• REQUIREMENTS
Answer these questions from the Retrieval-Augmented Decision Transformer repository page:
1. Which file is the entry point for training agents?
2. What command activates the conda environment?
3. What existing code base is this code built on?

## Begin PROVIDED PASSAGE

Home

Awesome

Retrieval-Augmented Decision Transformer: External Memory for In-context RL

arXiv License: MIT

Thomas Schmied<sup>1</sup>, Fabian Paischer<sup>1</sup>, Vihang Patil<sup>1</sup>, Markus Hofmarcher<sup>2</sup>, Razvan Pascanu<sup>3,4</sup>, Sepp Hochreiter<sup>1,5</sup>

<sup>1</sup>ELLIS Unit Linz and LIT AI Lab, Institute for Machine Learning, JKU Linz, Austria
<sup>2</sup>Extensity AI, <sup>3</sup>Google DeepMind, <sup>4</sup>UCL, <sup>5</sup>NXAI

This repository contains the source code for "Retrieval-Augmented Decision Transformer: External Memory for In-context RL". The paper is available on ArXiv.

Retrieval-Augmented Decision Transformer

Overview

This code-based is built on L2M and relies on open-source frameworks, including:

What is in this repository?

.
├── configs                    # Contains all .yaml config files for Hydra to configure agents, envs, etc.
│   ├── agent_params            
│   ├── wandb_callback_params
│   ├── env_params
│   ├── eval_params
│   ├── run_params
│   └── config.yaml            # Main config file for Hydra - specifies log/data/model directories.
├── continual_world            # Submodule for Continual-World.
├── dmc2gym_custom             # Custom wrapper for DMControl.
├── figures             
├── src                        # Main source directory.
│   ├── algos                  # Contains agent/model/prompt classes.
│   ├── augmentations          # Image augmentations.
│   ├── buffers                # Contains replay trajectory buffers.
│   ├── callbacks              # Contains callbacks for training (e.g., WandB, evaluation, etc.).
│   ├── data                   # Contains data utilities.
│   ├── envs                   # Contains functionality for creating environments.
│   ├── exploration            # Contains exploration strategies.
│   ├── optimizers             # Contains optimizers.
│   ├── schedulers             # Contains learning rate schedulers.
│   ├── tokenizers_custom      # Contains custom tokenizers for discretizing states/actions.
│   ├── utils                  
│   └── __init__.py
├── LICENSE
├── README.md
├── environment.yaml
├── requirements.txt
├── precompute_img_embeds.py   # Script for pre-computing image embeddings.
├── evaluate.py                # Entry point for evaluating agents.
└── main.py                    # Entry point for training agents.

Installation

Environment configuration and dependencies are available in environment.yaml and requirements.txt.

First, create the conda environment.

conda env create -f environment.yaml
conda activate radt

Then install the remaining requirements (with MuJoCo already downloaded, if not see here):

pip install -r requirements.txt

Init the continualworld submodule and install:

git submodule init
git submodule update
cd continual_world
pip install .

## End PROVIDED PASSAGE
## Begin DATA EXTRACT

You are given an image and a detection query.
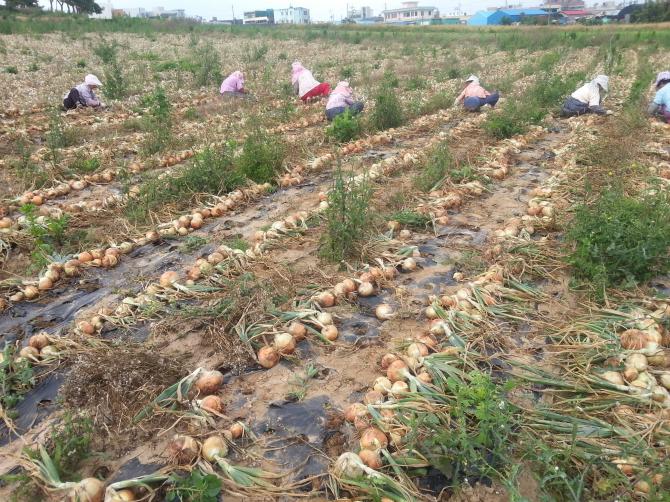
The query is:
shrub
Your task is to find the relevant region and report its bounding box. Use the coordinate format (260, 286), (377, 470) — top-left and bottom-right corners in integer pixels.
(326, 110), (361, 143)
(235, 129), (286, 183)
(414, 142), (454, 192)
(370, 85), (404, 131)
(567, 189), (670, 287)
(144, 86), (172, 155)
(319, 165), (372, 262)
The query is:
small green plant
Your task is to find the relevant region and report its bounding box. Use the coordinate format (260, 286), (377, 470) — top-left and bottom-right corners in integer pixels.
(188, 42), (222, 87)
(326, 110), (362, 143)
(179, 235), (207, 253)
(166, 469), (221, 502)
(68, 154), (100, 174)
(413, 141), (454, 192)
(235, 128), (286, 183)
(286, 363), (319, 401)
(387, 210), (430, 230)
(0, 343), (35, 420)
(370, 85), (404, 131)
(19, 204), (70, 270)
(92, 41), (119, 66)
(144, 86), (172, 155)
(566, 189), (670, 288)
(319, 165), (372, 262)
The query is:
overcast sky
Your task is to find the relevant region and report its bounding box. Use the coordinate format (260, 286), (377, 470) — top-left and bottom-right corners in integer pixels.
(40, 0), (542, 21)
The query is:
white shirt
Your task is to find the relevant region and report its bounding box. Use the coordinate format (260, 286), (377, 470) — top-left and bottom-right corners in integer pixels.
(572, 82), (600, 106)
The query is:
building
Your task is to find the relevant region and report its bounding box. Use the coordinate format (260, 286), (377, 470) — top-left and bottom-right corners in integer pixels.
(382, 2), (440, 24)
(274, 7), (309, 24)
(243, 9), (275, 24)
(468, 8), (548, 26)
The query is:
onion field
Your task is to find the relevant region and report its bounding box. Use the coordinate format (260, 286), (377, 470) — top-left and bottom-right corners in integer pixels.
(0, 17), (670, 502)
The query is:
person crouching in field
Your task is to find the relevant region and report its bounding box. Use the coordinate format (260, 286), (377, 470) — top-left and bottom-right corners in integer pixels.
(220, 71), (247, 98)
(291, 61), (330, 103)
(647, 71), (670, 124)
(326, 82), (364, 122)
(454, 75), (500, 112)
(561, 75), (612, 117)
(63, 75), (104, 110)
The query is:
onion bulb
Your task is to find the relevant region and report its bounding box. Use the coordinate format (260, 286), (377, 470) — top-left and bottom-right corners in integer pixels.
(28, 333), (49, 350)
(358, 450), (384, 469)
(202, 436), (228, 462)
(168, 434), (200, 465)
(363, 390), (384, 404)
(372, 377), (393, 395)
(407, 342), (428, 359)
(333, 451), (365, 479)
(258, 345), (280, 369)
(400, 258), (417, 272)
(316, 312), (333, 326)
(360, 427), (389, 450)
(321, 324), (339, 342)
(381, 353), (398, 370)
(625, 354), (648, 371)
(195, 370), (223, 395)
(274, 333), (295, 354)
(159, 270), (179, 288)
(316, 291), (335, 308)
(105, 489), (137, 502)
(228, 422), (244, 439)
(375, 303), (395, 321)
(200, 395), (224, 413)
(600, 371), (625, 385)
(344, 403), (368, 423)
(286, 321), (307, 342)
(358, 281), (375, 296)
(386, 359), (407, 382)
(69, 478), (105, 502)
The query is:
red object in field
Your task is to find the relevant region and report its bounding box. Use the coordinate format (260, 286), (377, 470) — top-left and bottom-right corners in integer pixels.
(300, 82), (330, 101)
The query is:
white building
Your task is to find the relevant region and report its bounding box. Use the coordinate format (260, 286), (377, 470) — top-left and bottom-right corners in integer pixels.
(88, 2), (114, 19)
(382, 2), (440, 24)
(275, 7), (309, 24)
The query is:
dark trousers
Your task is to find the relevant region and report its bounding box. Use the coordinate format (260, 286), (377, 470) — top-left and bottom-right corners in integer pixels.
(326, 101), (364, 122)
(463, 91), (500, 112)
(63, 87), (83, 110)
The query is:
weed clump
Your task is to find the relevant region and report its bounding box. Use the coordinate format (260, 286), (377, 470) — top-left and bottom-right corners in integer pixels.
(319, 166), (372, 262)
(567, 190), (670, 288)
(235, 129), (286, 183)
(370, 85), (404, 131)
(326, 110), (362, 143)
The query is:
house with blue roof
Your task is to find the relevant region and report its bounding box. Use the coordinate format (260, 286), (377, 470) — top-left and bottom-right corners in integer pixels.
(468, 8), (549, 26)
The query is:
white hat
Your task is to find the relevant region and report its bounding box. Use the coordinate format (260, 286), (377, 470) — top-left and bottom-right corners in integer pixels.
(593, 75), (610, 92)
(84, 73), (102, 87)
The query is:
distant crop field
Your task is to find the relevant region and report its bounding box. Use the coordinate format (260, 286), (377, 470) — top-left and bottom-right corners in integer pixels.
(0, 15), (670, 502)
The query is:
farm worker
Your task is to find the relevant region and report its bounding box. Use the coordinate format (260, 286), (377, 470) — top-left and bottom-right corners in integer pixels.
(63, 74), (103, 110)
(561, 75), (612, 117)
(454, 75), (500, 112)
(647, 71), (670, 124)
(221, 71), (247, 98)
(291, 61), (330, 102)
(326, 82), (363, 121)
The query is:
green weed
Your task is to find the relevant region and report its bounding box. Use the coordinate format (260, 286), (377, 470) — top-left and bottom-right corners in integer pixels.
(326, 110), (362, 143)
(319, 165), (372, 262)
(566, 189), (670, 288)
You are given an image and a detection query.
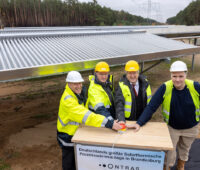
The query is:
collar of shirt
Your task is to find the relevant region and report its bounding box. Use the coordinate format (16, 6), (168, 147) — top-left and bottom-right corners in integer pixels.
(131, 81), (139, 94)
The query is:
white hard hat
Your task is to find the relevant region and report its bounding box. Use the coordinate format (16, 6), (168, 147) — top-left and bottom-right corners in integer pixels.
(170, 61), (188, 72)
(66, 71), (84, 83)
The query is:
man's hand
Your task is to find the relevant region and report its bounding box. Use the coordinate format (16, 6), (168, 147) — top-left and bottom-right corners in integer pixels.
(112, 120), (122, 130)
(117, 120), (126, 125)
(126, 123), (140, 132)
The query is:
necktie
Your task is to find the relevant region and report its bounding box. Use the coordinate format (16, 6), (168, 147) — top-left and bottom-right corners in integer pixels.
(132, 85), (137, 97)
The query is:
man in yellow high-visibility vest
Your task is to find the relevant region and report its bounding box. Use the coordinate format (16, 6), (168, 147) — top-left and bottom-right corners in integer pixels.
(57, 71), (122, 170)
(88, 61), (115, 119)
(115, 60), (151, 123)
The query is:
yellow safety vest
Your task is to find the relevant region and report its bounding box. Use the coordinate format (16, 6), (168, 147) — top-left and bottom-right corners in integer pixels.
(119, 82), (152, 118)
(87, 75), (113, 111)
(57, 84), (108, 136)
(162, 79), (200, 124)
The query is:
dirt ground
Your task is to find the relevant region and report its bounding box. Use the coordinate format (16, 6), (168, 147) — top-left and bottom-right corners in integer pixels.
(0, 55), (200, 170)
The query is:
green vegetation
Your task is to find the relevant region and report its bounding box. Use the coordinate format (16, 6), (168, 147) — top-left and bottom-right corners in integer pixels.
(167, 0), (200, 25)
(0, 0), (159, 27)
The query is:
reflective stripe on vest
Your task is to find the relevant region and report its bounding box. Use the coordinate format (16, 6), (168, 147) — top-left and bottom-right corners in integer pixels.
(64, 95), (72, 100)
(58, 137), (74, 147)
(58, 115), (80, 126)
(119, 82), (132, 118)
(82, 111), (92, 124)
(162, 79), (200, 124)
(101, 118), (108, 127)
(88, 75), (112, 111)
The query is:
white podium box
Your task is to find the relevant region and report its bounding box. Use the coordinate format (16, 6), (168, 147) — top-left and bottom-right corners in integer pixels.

## End DATA EXTRACT

• THE SOLUTION
1. main.py
2. conda activate radt
3. L2M